- Your goal: In the stretch of rows from the line containing "find the group of pine trees" through the line containing "(1170, 469)", change "small house" to "cabin" and leave everything else as it is. Give back only those rows.
---*---
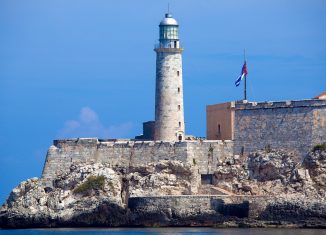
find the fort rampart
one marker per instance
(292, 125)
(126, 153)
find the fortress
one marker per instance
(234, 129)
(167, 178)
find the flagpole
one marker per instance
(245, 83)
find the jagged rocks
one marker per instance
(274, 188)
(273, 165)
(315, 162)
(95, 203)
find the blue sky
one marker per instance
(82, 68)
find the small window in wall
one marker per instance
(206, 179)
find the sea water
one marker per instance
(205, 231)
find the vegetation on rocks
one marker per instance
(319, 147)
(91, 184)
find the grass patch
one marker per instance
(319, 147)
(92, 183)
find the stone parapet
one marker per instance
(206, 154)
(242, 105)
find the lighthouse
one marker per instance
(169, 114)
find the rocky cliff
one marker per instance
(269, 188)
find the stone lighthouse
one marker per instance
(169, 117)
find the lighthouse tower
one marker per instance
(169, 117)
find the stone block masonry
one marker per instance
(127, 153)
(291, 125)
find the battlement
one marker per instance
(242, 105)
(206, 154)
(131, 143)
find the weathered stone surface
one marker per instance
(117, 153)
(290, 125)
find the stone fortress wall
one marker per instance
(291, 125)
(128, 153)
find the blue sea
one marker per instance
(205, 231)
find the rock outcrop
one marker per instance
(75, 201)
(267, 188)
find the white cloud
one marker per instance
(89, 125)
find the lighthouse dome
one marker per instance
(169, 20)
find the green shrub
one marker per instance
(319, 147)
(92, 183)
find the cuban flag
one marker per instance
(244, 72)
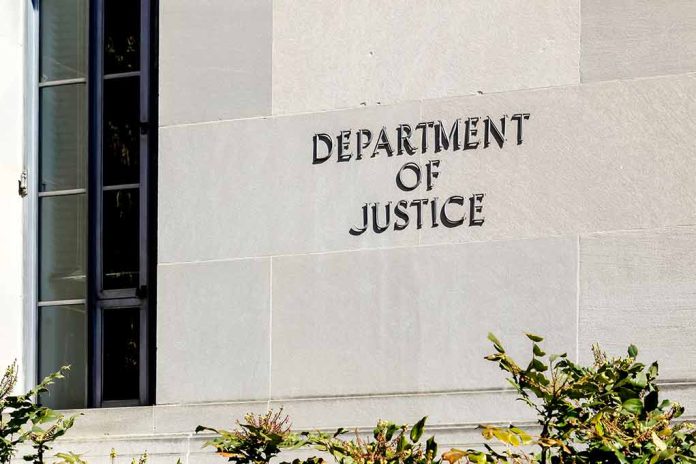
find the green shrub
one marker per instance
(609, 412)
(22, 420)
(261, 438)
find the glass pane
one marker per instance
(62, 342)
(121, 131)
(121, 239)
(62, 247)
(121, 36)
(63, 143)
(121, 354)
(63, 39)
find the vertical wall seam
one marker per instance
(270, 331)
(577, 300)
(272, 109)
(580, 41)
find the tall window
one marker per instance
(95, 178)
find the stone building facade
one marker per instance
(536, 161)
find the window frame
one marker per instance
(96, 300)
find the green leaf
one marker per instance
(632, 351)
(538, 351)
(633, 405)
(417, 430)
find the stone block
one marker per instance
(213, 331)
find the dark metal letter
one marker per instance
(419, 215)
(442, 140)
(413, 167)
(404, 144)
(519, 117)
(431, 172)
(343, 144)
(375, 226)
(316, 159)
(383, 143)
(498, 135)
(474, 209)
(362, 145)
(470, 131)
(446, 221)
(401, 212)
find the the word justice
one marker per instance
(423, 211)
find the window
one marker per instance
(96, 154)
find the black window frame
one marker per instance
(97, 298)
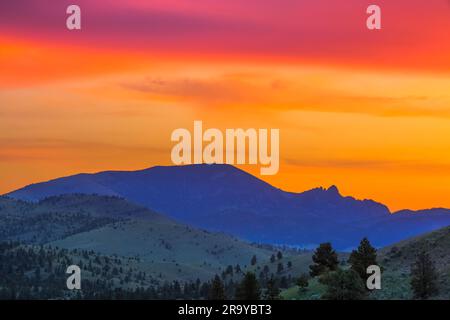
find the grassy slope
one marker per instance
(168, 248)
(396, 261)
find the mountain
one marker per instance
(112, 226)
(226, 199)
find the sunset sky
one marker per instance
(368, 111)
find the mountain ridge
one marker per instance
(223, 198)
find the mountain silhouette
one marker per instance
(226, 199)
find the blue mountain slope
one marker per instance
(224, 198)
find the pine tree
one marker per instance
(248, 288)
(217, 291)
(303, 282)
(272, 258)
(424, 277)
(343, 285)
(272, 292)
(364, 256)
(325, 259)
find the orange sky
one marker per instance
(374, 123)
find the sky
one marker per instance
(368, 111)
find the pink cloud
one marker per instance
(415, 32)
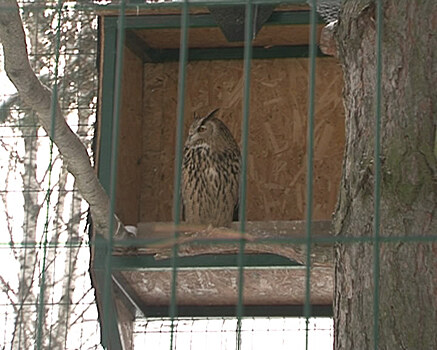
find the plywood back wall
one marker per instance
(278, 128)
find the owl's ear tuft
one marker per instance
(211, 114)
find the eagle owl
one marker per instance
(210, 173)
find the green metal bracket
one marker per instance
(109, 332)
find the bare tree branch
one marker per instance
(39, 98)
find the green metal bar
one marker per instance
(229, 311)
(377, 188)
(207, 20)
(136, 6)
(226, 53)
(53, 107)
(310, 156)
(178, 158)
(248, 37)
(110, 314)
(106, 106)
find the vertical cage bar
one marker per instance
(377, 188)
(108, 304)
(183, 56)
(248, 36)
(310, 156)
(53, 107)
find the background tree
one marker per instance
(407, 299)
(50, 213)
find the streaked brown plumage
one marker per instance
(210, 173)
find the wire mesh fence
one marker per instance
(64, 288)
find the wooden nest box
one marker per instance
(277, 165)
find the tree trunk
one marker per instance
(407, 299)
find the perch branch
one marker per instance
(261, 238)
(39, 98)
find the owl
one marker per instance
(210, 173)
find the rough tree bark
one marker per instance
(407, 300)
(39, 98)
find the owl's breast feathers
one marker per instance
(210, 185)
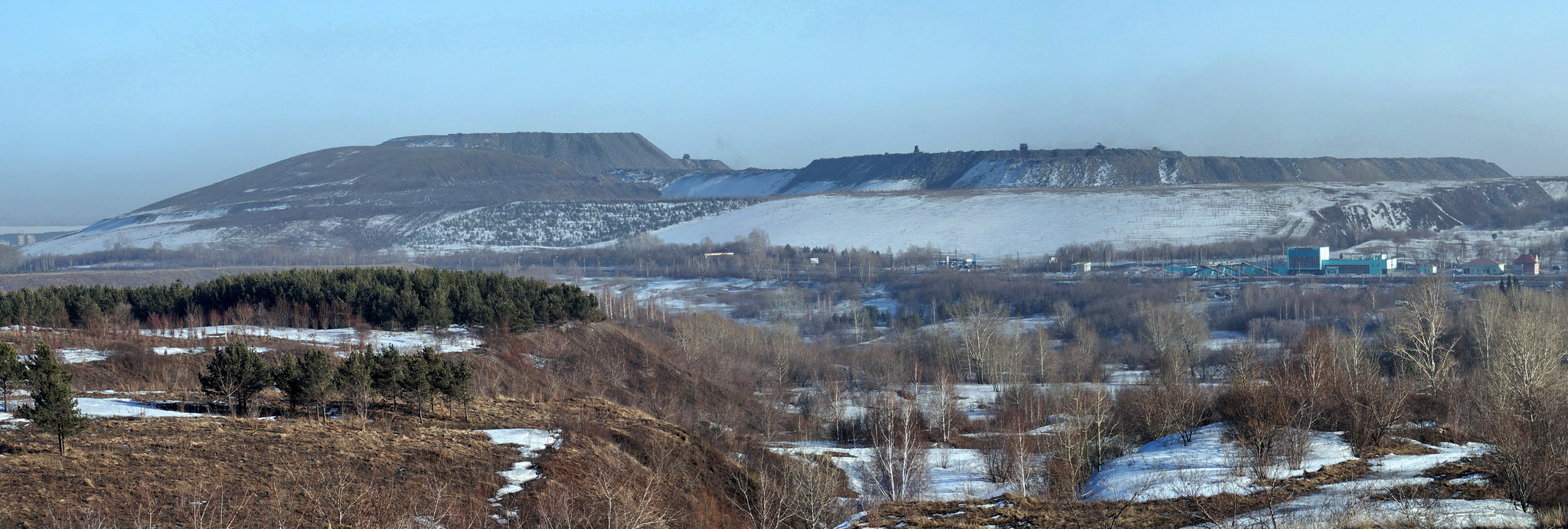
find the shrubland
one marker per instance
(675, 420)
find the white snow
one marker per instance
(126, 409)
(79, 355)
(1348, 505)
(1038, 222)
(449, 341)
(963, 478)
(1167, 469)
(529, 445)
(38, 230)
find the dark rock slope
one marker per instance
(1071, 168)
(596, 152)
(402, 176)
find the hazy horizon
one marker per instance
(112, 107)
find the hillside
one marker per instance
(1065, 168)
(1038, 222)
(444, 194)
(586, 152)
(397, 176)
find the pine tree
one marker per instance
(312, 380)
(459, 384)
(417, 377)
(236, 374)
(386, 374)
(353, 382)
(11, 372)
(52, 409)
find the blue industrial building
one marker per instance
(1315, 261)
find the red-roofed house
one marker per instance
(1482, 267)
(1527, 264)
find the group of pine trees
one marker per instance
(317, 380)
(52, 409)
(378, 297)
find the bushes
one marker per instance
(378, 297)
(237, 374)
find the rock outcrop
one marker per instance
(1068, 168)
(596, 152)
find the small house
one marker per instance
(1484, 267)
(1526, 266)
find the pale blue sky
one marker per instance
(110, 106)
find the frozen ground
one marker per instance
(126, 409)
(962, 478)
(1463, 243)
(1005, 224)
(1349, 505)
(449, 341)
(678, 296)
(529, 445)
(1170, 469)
---*---
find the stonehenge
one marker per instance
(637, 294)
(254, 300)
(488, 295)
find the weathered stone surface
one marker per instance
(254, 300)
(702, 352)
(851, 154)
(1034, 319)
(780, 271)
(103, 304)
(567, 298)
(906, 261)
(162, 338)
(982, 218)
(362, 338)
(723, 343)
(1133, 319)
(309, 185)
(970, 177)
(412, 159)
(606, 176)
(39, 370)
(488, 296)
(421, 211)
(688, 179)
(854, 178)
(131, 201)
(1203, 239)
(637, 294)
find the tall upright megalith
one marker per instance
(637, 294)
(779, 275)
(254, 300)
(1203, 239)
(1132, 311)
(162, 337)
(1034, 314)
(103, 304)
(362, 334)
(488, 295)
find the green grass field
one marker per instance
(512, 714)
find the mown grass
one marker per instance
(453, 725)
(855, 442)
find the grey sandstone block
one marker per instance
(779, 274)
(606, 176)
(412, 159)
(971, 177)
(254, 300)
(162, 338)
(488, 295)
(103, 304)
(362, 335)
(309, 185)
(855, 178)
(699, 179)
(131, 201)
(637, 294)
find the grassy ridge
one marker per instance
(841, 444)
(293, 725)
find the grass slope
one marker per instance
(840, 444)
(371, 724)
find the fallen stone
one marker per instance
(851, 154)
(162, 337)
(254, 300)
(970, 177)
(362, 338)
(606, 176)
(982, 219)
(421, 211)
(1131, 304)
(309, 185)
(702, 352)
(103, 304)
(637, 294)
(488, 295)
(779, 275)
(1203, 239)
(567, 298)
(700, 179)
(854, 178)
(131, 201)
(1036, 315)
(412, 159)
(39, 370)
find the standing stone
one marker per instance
---*---
- Exercise solution:
find the group of pine trees
one marker per instance
(317, 380)
(52, 409)
(378, 297)
find the bushes
one marker per instance
(378, 297)
(237, 374)
find the rock outcrop
one marker per instance
(1068, 168)
(596, 152)
find the cabin
one marker per instance
(1484, 267)
(1526, 266)
find the pale blue sky
one marker per instance
(110, 106)
find the frozen ground
one marker per instance
(126, 409)
(962, 478)
(1463, 243)
(1005, 224)
(1349, 505)
(449, 341)
(678, 296)
(529, 445)
(1170, 469)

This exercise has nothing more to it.